Throughout the material below, tally the lines containing "wooden" and give the total with no accompanying text.

+++ EXTRACTED MATERIAL

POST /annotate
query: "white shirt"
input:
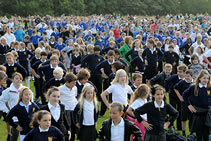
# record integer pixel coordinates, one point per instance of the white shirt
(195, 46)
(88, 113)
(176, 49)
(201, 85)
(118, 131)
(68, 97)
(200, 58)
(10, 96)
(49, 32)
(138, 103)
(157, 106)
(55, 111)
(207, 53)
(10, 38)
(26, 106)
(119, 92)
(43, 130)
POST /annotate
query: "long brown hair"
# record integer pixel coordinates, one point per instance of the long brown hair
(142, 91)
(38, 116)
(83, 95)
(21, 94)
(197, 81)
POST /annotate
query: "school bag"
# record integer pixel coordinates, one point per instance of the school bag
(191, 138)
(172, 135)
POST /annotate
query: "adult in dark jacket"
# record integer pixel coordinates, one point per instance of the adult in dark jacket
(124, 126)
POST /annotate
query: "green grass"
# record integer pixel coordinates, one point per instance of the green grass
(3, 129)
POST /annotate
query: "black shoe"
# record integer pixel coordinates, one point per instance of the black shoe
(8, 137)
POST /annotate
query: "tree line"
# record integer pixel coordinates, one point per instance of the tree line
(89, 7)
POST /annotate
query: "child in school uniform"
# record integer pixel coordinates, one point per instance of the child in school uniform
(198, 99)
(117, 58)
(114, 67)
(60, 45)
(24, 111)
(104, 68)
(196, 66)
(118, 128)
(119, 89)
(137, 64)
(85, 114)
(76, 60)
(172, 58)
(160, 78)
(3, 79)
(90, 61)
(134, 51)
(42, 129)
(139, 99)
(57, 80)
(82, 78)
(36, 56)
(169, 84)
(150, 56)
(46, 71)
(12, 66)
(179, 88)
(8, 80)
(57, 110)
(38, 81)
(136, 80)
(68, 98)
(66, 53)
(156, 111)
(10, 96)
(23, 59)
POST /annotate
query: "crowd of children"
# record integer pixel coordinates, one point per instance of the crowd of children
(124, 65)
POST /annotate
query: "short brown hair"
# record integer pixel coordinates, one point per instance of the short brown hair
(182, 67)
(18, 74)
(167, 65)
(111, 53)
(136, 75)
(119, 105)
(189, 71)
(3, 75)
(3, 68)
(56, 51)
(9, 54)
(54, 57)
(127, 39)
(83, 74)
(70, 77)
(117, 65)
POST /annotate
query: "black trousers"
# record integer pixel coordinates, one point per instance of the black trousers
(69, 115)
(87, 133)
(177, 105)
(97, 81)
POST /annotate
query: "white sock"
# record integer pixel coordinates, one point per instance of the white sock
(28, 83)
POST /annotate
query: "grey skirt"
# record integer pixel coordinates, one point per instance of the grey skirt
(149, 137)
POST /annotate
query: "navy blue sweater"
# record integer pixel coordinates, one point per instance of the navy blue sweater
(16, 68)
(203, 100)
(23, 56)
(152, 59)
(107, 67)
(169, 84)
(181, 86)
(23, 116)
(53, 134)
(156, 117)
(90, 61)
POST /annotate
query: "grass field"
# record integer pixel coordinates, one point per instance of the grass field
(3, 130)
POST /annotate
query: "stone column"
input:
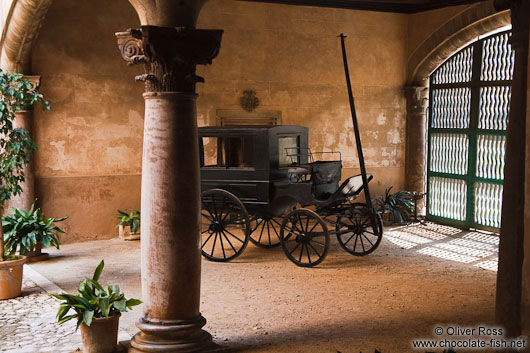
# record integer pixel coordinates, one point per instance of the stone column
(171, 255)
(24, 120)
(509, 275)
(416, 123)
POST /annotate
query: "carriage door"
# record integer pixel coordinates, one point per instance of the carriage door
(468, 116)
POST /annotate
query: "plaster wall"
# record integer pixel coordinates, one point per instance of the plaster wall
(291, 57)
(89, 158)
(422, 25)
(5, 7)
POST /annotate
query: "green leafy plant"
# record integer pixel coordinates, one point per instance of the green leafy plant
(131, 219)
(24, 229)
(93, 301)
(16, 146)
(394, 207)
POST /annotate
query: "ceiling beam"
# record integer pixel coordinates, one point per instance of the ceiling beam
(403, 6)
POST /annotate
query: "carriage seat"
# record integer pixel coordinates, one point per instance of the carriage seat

++++++
+++ EXTRACTED MATERIAL

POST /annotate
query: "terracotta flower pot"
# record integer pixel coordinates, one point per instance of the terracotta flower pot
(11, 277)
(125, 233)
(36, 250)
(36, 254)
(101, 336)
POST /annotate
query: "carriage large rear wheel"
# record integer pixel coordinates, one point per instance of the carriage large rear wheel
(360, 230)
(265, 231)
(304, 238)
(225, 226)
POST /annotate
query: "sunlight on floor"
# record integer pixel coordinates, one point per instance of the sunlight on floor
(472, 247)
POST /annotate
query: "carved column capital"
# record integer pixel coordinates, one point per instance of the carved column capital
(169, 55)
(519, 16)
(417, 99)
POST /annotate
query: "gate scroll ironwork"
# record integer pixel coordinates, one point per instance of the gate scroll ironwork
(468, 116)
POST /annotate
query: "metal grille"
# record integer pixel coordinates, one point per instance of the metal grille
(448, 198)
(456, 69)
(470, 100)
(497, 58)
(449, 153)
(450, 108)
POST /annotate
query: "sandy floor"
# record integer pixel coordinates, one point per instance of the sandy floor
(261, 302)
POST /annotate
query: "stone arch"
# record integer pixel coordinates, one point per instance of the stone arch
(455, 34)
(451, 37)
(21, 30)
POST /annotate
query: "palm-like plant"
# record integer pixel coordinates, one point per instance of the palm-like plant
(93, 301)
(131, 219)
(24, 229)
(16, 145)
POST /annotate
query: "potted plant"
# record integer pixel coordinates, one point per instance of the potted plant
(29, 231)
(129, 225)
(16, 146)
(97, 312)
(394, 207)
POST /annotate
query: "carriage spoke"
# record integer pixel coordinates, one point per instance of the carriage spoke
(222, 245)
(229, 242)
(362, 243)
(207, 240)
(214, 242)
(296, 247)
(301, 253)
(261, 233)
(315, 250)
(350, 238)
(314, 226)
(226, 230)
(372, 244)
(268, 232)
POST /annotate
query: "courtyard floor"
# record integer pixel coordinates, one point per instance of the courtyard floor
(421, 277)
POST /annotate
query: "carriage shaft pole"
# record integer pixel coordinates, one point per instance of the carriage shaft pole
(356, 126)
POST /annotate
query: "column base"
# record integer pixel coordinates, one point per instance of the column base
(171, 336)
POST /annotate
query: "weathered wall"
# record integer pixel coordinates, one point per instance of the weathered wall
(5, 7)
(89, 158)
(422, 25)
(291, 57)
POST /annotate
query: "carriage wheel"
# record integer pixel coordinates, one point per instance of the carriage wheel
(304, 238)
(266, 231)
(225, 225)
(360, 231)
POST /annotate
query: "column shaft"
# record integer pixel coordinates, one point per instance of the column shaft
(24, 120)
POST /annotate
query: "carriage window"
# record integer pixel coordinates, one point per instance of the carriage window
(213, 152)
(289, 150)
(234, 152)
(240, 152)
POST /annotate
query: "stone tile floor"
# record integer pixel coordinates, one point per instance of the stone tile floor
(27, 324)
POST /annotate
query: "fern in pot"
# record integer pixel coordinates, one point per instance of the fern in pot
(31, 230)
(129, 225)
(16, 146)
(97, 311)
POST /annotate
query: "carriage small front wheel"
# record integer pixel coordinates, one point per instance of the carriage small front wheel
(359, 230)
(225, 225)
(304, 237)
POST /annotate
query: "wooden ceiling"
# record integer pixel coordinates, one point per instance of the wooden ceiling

++++++

SOLUTION
2